### What you are asked to do
Which Lincolnshire sites does the forecourt article below say joined the Jet network?

### Reading passage
=== Section Start ===
Ulceby Cross DoughGirl

The new DoughGirl concession at the flagship Ulceby Cross Spar store. 

Forecourt company Jet has just welcomed three former Prax sites in the Gill Marsh Forecourts portfolio into its network, after moving quickly to provide alternative supplies to the business following Prax’s liquidation announcement last June.

The three Lincolnshire sites - Bilsby and Partney Filling Stations and Ulceby Cross - officially joined the network on 27 April 2026 as Jet branded sites.

Tom Dant, MD of Gill Marsh Forecourts Limited, said the move was shaped by both the speed of Jet’s response and the strength of the relationship that followed.

While the three sites sit within around just five miles of each other, each has been developed around a different customer need, reflecting Gill Marsh’s highly localised approach to forecourt retailing, it said.

All three stores will trade under the Spar fascia, supplied by A.F. Blakemore & Son Ltd. Across the portfolio, Gill Marsh has “focused on building a differentiated convenience offer shaped by customer needs and feedback, site-by-site trialling and local insight,” it said, alongside Tom’s Kitchen, its own homemade food-to-go proposition using locally sourced produce.

Bilsby Shop

A glimpse inside the new Bilsby Spar forecourt store showing fresh and food to go lines.

Bilsby - the original site in the portfolio - operates more as a village shop proposition, serving an older local community with a Post Office, a 1,500 sq.ft. shop and products from local suppliers, including Lakings Butchers and Pocklington’s Bakery.
=== Section End ===
### Available data
=== Section Start ===
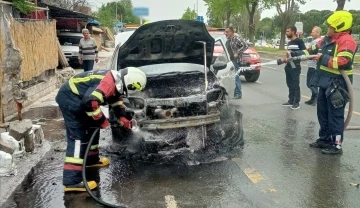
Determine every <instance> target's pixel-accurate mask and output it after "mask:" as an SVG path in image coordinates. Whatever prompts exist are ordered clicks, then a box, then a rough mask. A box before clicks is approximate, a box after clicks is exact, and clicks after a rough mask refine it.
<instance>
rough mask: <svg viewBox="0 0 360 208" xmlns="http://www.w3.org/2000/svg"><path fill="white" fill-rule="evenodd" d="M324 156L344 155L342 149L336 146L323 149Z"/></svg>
mask: <svg viewBox="0 0 360 208" xmlns="http://www.w3.org/2000/svg"><path fill="white" fill-rule="evenodd" d="M321 152H322V153H323V154H325V155H337V154H342V153H343V152H342V148H341V147H340V148H339V147H337V146H335V145H332V146H331V147H329V148H326V149H323V150H322V151H321Z"/></svg>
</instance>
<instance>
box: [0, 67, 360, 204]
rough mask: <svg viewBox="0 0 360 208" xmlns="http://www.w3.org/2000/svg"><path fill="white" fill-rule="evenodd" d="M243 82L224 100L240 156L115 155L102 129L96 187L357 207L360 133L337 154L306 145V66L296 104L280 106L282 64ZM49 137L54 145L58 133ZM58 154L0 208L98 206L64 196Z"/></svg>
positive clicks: (192, 203)
mask: <svg viewBox="0 0 360 208" xmlns="http://www.w3.org/2000/svg"><path fill="white" fill-rule="evenodd" d="M266 61H267V60H264V62H266ZM359 78H360V72H359V71H357V75H355V76H354V89H355V97H356V99H355V109H354V110H355V111H356V112H355V113H354V115H353V118H352V121H351V123H350V125H351V126H360V113H359V112H360V85H359V83H358V82H357V80H358V79H359ZM242 81H243V82H242V88H243V99H242V100H236V101H231V102H230V103H231V104H232V105H236V106H238V108H239V109H240V111H241V112H242V113H243V125H244V131H245V146H244V149H243V151H242V153H241V154H240V155H238V156H236V157H234V158H232V159H231V160H227V161H222V162H216V163H212V164H203V165H199V166H184V165H166V166H165V165H156V164H143V163H140V162H130V161H124V160H121V159H120V158H119V156H118V155H117V154H114V153H116V146H114V145H112V142H111V138H110V133H109V132H102V136H101V140H100V145H101V149H100V151H101V154H102V155H103V156H107V157H109V158H110V159H111V165H110V166H109V167H108V168H102V169H99V170H96V169H95V170H91V171H90V173H89V174H88V178H89V179H95V180H98V181H99V189H98V190H97V191H96V192H95V193H96V194H97V195H98V196H100V197H101V198H102V199H103V200H105V201H107V202H109V203H114V204H116V203H118V202H122V203H124V204H127V205H128V206H129V207H135V208H140V207H149V208H152V207H154V208H158V207H182V208H186V207H189V208H197V207H201V208H202V207H223V208H240V207H271V208H272V207H286V208H289V207H294V208H295V207H324V208H325V207H326V208H332V207H334V208H337V207H351V208H352V207H354V208H356V207H360V188H358V187H356V186H352V185H350V184H352V183H354V184H358V183H360V151H359V148H360V137H359V135H360V133H359V132H360V131H346V132H345V142H344V144H343V150H344V153H343V155H334V156H328V155H323V154H322V153H321V151H320V150H319V149H312V148H309V146H308V144H309V143H311V142H313V141H314V140H315V139H317V134H318V130H319V125H318V122H317V117H316V107H314V106H307V105H305V104H303V102H304V101H306V100H307V99H308V97H309V96H310V91H309V90H308V89H307V88H306V84H305V82H306V68H305V67H303V70H302V76H301V94H302V100H301V103H302V104H301V108H300V109H298V110H291V109H290V108H287V107H282V106H281V103H283V102H286V101H287V87H286V84H285V73H284V70H283V67H282V66H280V67H279V66H268V67H265V66H264V67H263V68H262V71H261V76H260V79H259V81H258V82H256V83H247V82H246V81H244V79H243V78H242ZM230 94H232V92H230ZM30 114H31V113H30ZM30 114H29V116H30ZM45 114H46V113H45ZM53 114H54V115H57V114H56V112H54V113H53ZM30 117H31V116H30ZM56 122H58V121H56ZM56 122H55V123H54V122H48V126H49V128H51V132H50V133H49V132H47V133H46V134H48V135H50V137H52V138H55V137H56V138H61V137H63V134H64V132H63V130H62V125H61V122H60V123H59V122H58V123H56ZM45 123H46V121H45ZM54 132H55V133H57V134H55V133H54ZM54 135H57V136H54ZM59 135H60V136H59ZM53 141H54V143H53V144H54V147H55V146H56V145H58V143H57V141H61V139H54V140H53ZM63 157H64V153H63V152H53V151H52V152H50V153H49V154H48V156H47V157H46V158H44V159H43V160H42V161H41V162H40V163H39V164H38V165H37V166H36V167H35V168H33V170H32V172H31V174H30V175H29V176H28V177H27V178H26V180H25V181H24V182H23V183H22V184H21V186H20V187H18V189H17V191H16V193H15V194H14V195H13V196H12V197H11V198H10V199H9V200H8V202H7V203H6V205H5V206H4V207H56V208H57V207H59V208H61V207H69V208H70V207H74V208H81V207H87V208H92V207H102V206H100V205H98V204H96V202H95V201H93V200H92V199H91V198H90V197H89V196H88V195H87V194H86V193H81V194H66V195H64V192H63V187H62V166H63Z"/></svg>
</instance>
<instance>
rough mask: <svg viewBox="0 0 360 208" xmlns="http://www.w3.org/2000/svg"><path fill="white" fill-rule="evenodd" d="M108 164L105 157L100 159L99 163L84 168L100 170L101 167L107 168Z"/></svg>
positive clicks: (86, 166) (109, 163) (99, 160)
mask: <svg viewBox="0 0 360 208" xmlns="http://www.w3.org/2000/svg"><path fill="white" fill-rule="evenodd" d="M109 164H110V160H109V159H108V158H106V157H101V158H100V160H99V162H98V163H96V164H93V165H88V166H86V167H88V168H95V167H97V168H102V167H105V166H108V165H109Z"/></svg>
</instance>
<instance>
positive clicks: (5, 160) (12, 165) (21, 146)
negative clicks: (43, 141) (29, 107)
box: [0, 119, 44, 176]
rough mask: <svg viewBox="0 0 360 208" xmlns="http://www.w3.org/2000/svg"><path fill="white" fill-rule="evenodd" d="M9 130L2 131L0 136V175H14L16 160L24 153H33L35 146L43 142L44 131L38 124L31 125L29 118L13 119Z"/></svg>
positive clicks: (19, 158) (30, 120)
mask: <svg viewBox="0 0 360 208" xmlns="http://www.w3.org/2000/svg"><path fill="white" fill-rule="evenodd" d="M8 128H9V131H3V130H2V131H3V132H2V133H1V138H0V176H11V175H16V174H17V170H16V165H15V164H16V161H18V160H21V159H22V158H23V157H24V156H25V153H26V152H28V153H35V149H36V148H35V147H40V146H41V145H42V143H43V139H44V132H43V130H42V128H41V126H40V125H33V124H32V121H31V120H29V119H24V120H22V121H13V122H10V123H9V125H8Z"/></svg>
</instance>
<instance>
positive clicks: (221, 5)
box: [204, 0, 245, 26]
mask: <svg viewBox="0 0 360 208" xmlns="http://www.w3.org/2000/svg"><path fill="white" fill-rule="evenodd" d="M204 1H205V3H206V4H207V6H208V10H209V11H211V12H210V13H209V12H208V15H209V14H211V17H210V18H209V19H215V20H216V22H217V23H219V22H222V23H223V25H224V26H230V18H231V17H232V16H234V15H237V14H239V13H240V12H241V11H244V10H245V7H244V0H204Z"/></svg>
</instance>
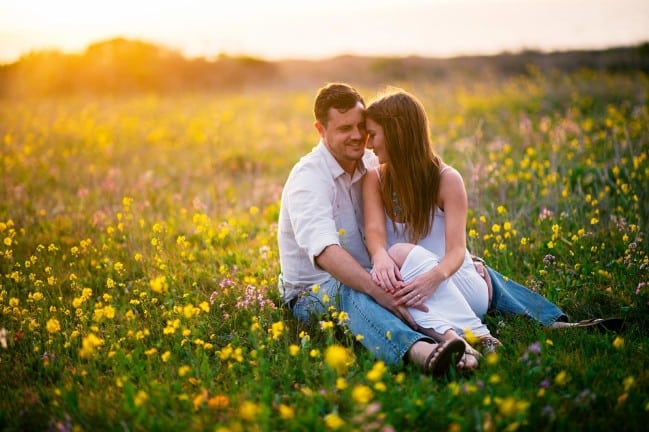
=== Section End ===
### Written answer
Bilsby Filling Station, Partney Filling Station, and Ulceby Cross.